▶ Passage
══════
Code examples should be formatted along the lines of one of the existing prototypes.

Select certain elements from an Array into a new Array in a generic way. To demonstrate, select all even numbers from an Array.

Contents

[edit] Ada

 
with Ada.Integer_Text_Io; use Ada.Integer_Text_Io;
with Ada.Text_Io; use Ada.Text_Io;
 
procedure Array_Selection is
   type Array_Type is array (Positive range <>) of Integer;
   Null_Array : Array_Type(1..0);
 
   function Evens (Item : Array_Type) return Array_Type is
   begin
      if Item'Length > 0 then
         if Item(Item'First) mod 2 = 0 then
            return Item(Item'First) & Evens(Item((Item'First + 1)..Item'Last));
         else
            return Evens(Item((Item'First + 1)..Item'Last));
         end if;
      else
         return Null_Array;
      end if;
   end Evens;
 
   procedure Print(Item : Array_Type) is
   begin
      for I in Item'range loop
         Put(Item(I));
         New_Line;
      end loop;
   end Print;
 
   Foo : Array_Type := (1,2,3,4,5,6,7,8,9,10);
begin
   Print(Evens(Foo));
end Array_Selection;
 

Here is a non-recursive solution: 

 
with Ada.Text_IO;  use Ada.Text_IO;
 
procedure Array_Selection is
   type Array_Type is array (Positive range <>) of Integer;
 
   function Evens (Item : Array_Type) return Array_Type is
      Result : Array_Type (1..Item'Length);
      Index  : Positive := 1;
   begin
      for I in Item'Range loop
         if Item (I) mod 2 = 0 then
            Result (Index) := Item (I);
            Index := Index + 1;
         end if;
      end loop;
      return Result (1..Index - 1);
   end Evens;
 
   procedure Put (Item : Array_Type) is
   begin
      for I in Item'range loop
         Put (Integer'Image (Item (I)));
      end loop;
   end Put;
begin
   Put (Evens ((1,2,3,4,5,6,7,8,9,10)));
   New_Line;
end Array_Selection;
 

[edit] AppleScript

set array to {1, 2, 3, 4, 5}
set evens to {}
repeat with i in array
    -- very important -- list index starts at 1 not 0
    if (i mod 2 = 0) then set evens to evens & i
end repeat

[edit] C

       int arr[5] = {1,2,3,4,5};
       int *result;
       int memoryReqd = 0,length = sizeof(arr)/sizeof(arr[0]), i,j;
       for (i=0; i<length; i++)
       {
               if(0 == arr[i]%2)
               {
                       memoryReqd++;
               }
       }
       result = (int*)malloc(memoryReqd*sizeof(int));
       for(i=0,j=0; i<length; i++)
       {
               if(0 == arr[i]%2)
               {
                       result[j++]=arr[i];
               }
       }

Test our resultant array: 

       for(i=0; i<memoryReqd; i++)
══════
▶ Tasks to perform
• 1. Answer these questions about the page on selecting even numbers from an array.
(a) What is the name of the array that the first Ada solution passes to Evens?
(b) What does the comment in the AppleScript version say about list indexing?
(c) Which function does the C version call to allocate memory for the result?
• 2. Write what follows the final line of the page on selecting even numbers from an array.

▶ Data excerpt
══════
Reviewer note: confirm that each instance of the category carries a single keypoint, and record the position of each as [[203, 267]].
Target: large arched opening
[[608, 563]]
══════
▶ Expected responses
• 1.
(a) Foo
(b) The list index starts at 1, not 0.
(c) malloc

• 2.
       {
               printf("%d\n",result[i]);
       }

[edit] C++

Works with: Visual C++ version 2005

Library: STL

Library: Boost.Lambda 


 using namespace std;
 using namespace boost::lambda;
 vector<int> ary(10);
 int i = 0;
 for_each(ary.begin(), ary.end(), _1 = ++var(i)); // init array
 vector<int> evens;
 remove_copy_if(ary.begin(), ary.end(), back_inserter(evens), _1 % 2); // filter copy

[edit] C#

       // .NET 1.x solution
       ArrayList array = new ArrayList( new int[] { 1, 2, 3, 4, 5 } );
       ArrayList evens = new ArrayList();
       foreach( int i in array )
       {
               if( (i%2) == 0 )
                       evens.Add( i );
       }
       foreach( int i in evens )
              System.Console.WriteLine( i.ToString() );

       // .NET 2.0 solution
       List<int> array = new List<int>( new int[] { 1, 2, 3, 4, 5 } );
       List<int> evens = array.FindAll( delegate( int i ) { return (i%2)==0; } );
       foreach( int i in evens )
              System.Console.WriteLine( i.ToString() );

[edit] Clean

The standard environment is required for list and array comprehensions. We specify the types of the functions because array comprehensions are overloaded. Clean provides lazy, strict, and unboxed arrays. 

module SelectFromArray

import StdEnv

Create a lazy array where each element comes from the list 1 to 10. 

array :: {Int}
array = {x \\ x <- [1 .. 10]}

Create (and print) a strict array where each element (coming from another array) is even. 

Start :: {!Int}
Start = {x \\ x <-: array | isEven x}

[edit] Clojure

;; range and filter create lazy seq's
(filter even? (range 0 100))
;; vec will convert any type of seq to an array
(vec (filter even? (vec (range 0 100))))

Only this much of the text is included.